* start EXTRACT TO READ *

# FART Evaluation Pipeline

This notebook evaluates a FART (Flavor Aroma Recognition Task) model, trains a RoBERTa classifier, and displays evaluation metrics including ROC curves, confusion matrix, and accuracy metrics.

In [None]:
# Google Colab setup
'''
from google.colab import drive
import os

# mount drive
drive.mount('/content/drive')

# install libraries
!pip install -r "/content/drive/MyDrive/6.7910/code/requirements.txt"

# TODO: make sure to edit data-dir in configuration cell as well
'''

In [None]:
# Imports
import itertools
import json
import math
import os
from collections import Counter
from copy import deepcopy
from typing import Dict, Tuple

import matplotlib.pyplot as plt
import numpy as np
import pandas as pd
import seaborn as sns
import torch
from datasets import Dataset
from rdkit import Chem
from scipy.special import softmax
from sklearn.metrics import (
    accuracy_score,
    confusion_matrix,
    precision_recall_fscore_support,
    roc_auc_score,
    roc_curve,
)
from sklearn.preprocessing import LabelEncoder, label_binarize
from sklearn.utils.class_weight import compute_class_weight
from torch import nn
from transformers import (
    AutoModelForSequenceClassification,
    AutoTokenizer,
    Trainer,
    TrainingArguments,
)

# Set matplotlib to display plots inline
%matplotlib inline
plt.style.use('seaborn-v0_8-darkgrid')

## ⚙️ Configuration

**Configure all parameters here before running the notebook.**

In [None]:
# Configuration
model_checkpoint = "terrytwk/chemberta-700k-augmented-smiles"
tokenizer_checkpoint = "seyonec/SMILES_tokenized_PubChem_shard00_160k"
data_dir = "./dataset/splits"

* end EXTRACT TO READ *
* start SUPPLIED MATERIAL *

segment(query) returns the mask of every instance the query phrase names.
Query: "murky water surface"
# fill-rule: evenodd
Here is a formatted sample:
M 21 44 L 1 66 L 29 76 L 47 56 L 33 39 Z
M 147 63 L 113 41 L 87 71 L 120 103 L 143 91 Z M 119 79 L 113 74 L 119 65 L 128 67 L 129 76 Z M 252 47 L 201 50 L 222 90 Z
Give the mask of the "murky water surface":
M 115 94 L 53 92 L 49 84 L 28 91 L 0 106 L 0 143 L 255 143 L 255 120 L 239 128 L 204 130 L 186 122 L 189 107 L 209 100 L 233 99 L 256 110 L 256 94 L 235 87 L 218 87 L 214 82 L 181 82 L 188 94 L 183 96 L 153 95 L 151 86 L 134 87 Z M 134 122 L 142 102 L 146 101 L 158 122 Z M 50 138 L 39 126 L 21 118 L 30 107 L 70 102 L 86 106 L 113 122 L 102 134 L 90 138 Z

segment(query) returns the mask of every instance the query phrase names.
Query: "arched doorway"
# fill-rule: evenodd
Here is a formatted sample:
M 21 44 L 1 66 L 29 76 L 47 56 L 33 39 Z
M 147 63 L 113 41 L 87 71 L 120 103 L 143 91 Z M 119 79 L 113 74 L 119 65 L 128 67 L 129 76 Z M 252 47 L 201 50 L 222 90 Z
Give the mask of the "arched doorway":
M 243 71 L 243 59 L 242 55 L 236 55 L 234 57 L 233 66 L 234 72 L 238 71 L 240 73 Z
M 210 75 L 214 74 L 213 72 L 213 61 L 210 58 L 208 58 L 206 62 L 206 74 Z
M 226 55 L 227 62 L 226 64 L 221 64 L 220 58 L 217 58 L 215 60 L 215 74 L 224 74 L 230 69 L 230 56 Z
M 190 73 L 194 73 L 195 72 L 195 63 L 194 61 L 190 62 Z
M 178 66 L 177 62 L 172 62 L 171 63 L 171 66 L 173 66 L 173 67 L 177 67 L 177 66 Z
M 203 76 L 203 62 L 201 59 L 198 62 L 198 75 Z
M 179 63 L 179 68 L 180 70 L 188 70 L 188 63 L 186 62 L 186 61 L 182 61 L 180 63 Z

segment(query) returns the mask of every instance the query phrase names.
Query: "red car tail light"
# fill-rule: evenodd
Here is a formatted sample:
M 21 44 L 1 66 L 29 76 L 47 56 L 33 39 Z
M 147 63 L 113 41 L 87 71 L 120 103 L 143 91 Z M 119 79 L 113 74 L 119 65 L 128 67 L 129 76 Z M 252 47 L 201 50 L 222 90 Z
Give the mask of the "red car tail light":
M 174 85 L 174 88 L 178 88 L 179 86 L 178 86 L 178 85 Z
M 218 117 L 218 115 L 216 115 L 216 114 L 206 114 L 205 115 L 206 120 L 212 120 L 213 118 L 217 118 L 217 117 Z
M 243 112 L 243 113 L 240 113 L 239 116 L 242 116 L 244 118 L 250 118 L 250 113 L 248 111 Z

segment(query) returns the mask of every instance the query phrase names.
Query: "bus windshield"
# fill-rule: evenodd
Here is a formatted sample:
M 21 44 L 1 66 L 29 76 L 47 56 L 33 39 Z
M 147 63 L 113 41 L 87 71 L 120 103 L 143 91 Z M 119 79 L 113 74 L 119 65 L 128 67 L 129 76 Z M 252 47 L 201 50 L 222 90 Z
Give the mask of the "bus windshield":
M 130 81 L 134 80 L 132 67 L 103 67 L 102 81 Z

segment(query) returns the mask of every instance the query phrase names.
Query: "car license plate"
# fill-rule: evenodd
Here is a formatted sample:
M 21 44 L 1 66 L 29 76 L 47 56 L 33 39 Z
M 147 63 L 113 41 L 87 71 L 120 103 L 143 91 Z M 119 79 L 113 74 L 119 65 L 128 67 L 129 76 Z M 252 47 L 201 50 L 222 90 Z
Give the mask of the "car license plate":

* end SUPPLIED MATERIAL *

- SET EXERCISE A
Answer these questions using the FART evaluation notebook:
(i) What does the abbreviation FART stand for?
(ii) Which matplotlib style does the notebook apply?
(iii) What value is assigned to data_dir?
- SET EXERCISE B
Decide whether each statement agrees with the FART evaluation notebook, and answer yes or no with the deciding words quoted:
(i) The notebook trains a RoBERTa classifier.
(ii) The tokenizer checkpoint is the same as the model checkpoint.
(iii) The Colab setup installs libraries from a requirements file on the mounted drive.
The records stand apart from the FART evaluation notebook.

- EXERCISE RESULT A
(i) Flavor Aroma Recognition Task
(ii) 'seaborn-v0_8-darkgrid'
(iii) "./dataset/splits"

- EXERCISE RESULT B
(i) Yes: "trains a RoBERTa classifier"
(ii) No: model_checkpoint = "terrytwk/chemberta-700k-augmented-smiles" and tokenizer_checkpoint = "seyonec/SMILES_tokenized_PubChem_shard00_160k"
(iii) Yes: !pip install -r "/content/drive/MyDrive/6.7910/code/requirements.txt"